Challenge 1: In the Pathauto forum thread, condense the paragraph beginning "The current 5.x-2.x-dev will" into a short bulleted list that keeps its main facts.
Challenge 2: According to the Pathauto forum thread, why is it OK to use the -raw tokens? Answer in one to three sentences.
Challenge 3: Reproduce the passage of the Pathauto forum thread starting at "Why it's OK" and ending at "context of links.".

Passage provided:
= = =

I guess this was working allright in the past but yeah I second this opinion that the [x] should produce the desired action instead of [x-raw]. Doesn't using the raw indicate more possibilities for ugly paths or some kind of security risks - not sure about that - but it does lack usability at this point.. Can you, greggles tell the downsides of sorting this 'flaw' by using the [raw]'s? I mean why is the warning there exactly?

I tested the characters and all is set to remove:
' x " x % x ¤ x # x / x ( x ) x = x + , ` x . x - x _ x : x ; x * x ^ x ~ x ? x $ x ! x < x > x \ produces
-x-quot-x-x-%C2%A4-x-x-x-x-x-x-x-x-x-x-x-x-x-x-x-x-x-x-lt-x-gt-x with [title] and
-x-x-x-%C2%A4-x-x-x-x-x-x-x-x-x-x-x-x-x-x-x-x-x-x-x-x with [title-raw], which also shows that maybe the character shift-4 should be handled too.

greggles’s picture

Title: Double Quotes Not Replaced » make the need for the use of -raw more obvious
Status: Postponed (maintainer needs more info) » Active

Here's a little more information than you probably wanted, but I think it's necessary to get good progress on this issue.

Why we need to use the -raw tokens:
Pathauto now relies on token module for the pattern replacement. Token module used to only provide one set of tokens that was already "checked" i.e. sent through check_plain. Sending it through check_plain means that, for example the title tokens for a page with the title {string" with & and'stuff}

[title] => string" with & and'stuff
[title-raw] => string" with & and'stuff

Pathauto 1) already had code to deal with punctuation characters in their normal format (i.e. to deal with ' but not ') and 2) I didn't really fancy trying to figure out the html encoded versions of all these characters to have pathauto deal with them and 3) there was already this issue where admins had said that they wanted control over exactly what happens to punctuation so I felt that looking for "'" was a potential data loss issue where if the admin says replace ' then it's clear what they mean.

Why it's OK to use the -raw tokens:
These aliases are used by the alias system. You can type whatever you want into the alias input form - there is no validation aside from the uniqueness of the alias. That's OK because url which handles every url in Drupal uses drupal_urlencode so the data is safe to be used in the context of links.

Defaults for new installs:
The current 5.x-2.x-dev will 1) default to use -raw tokens where possible and 2) defaults to replacing the hyphen with a separator. It also checks to make sure that your separator punctuation character hasn't also been set for "remove from string" which can cause some problems. I believe that the defaults are now sane on a fresh install of Pathauto.

Help for Upgrades:
This is the part that needs the most help. I don't really want to add code that will validate the tokens input by the user, but I think I might need to do that to make it easier for users. I thought that I had added text to the CHANGELOG.txt and INSTALL.txt about this but apparently not. I don't like the idea of automatically replacing tokens because that is basically a fancy data loss bug.

I'm *very* open to ideas for how to improve this. I'll be fixing some other pathauto bugs today and will look forward to your feedback on where/how to best let upgrading users know about this change.

tormu’s picture

at least for me the basic question without answer is:
Why does the -raw exist? If it's safe to use the unfiltered users inputs on the url paths, then why doesn't [title] produce the exact same as does the [title-raw] and therefore why not get rid of the "-raw"s and make the plain ones do the same the -raws would do?

= = =

Supplied data:
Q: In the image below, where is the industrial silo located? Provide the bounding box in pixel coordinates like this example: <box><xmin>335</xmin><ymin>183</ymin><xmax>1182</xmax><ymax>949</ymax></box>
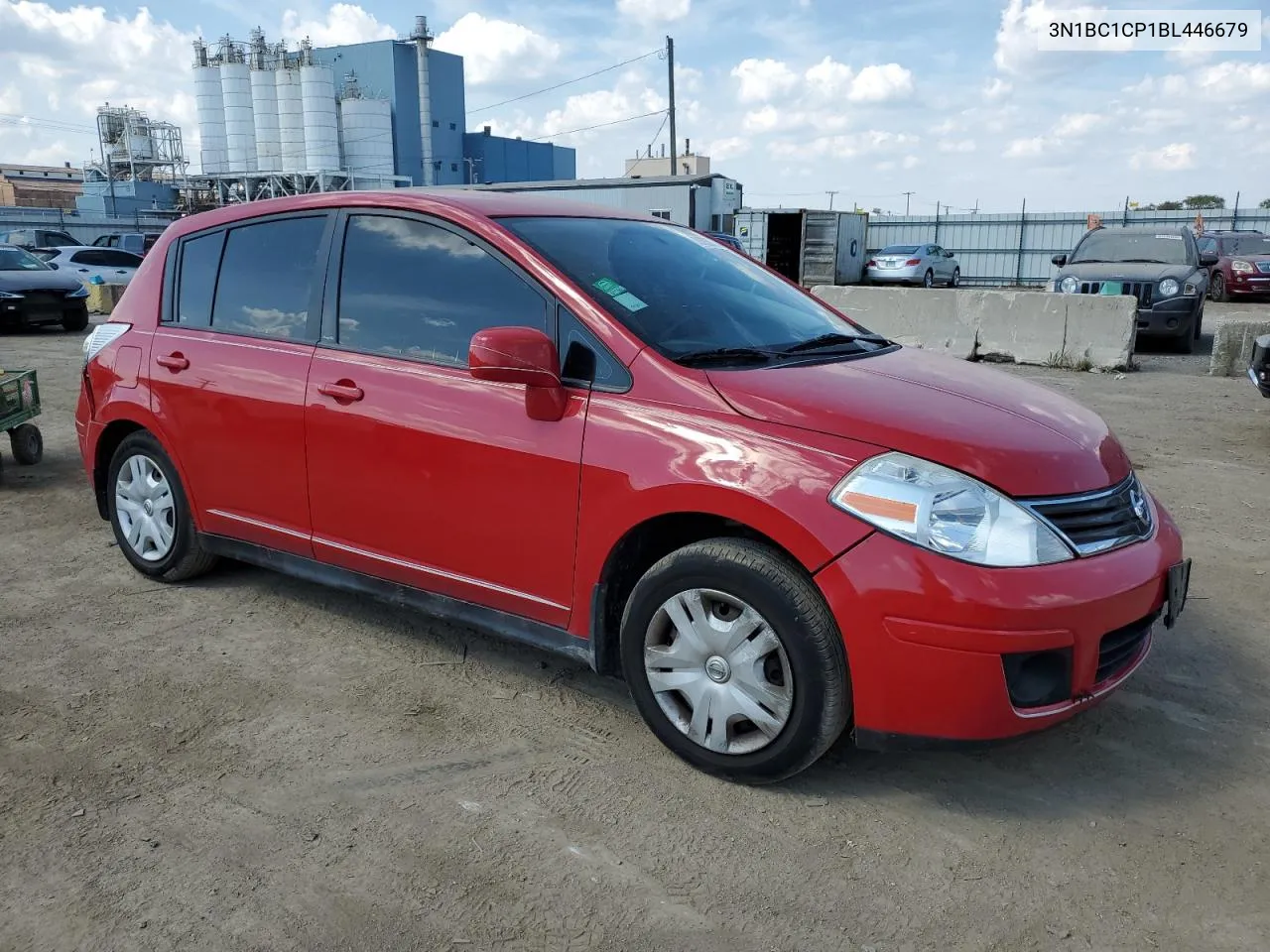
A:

= = =

Right answer 1:
- The current 5.x-2.x-dev uses -raw tokens by default wherever possible.
- By default, it replaces the hyphen with a separator.
- It checks that the separator punctuation character has not also been set for "remove from string," since that can cause problems.
- The writer believes the defaults are now sane on a fresh Pathauto install.

Right answer 2: The aliases are used by the alias system, which does no validation beyond checking that an alias is unique. This is acceptable because url, which handles every url in Drupal, uses drupal_urlencode, so the data is safe to use in links.

Right answer 3:
Why it's OK to use the -raw tokens:
These aliases are used by the alias system. You can type whatever you want into the alias input form - there is no validation aside from the uniqueness of the alias. That's OK because url which handles every url in Drupal uses drupal_urlencode so the data is safe to be used in the context of links.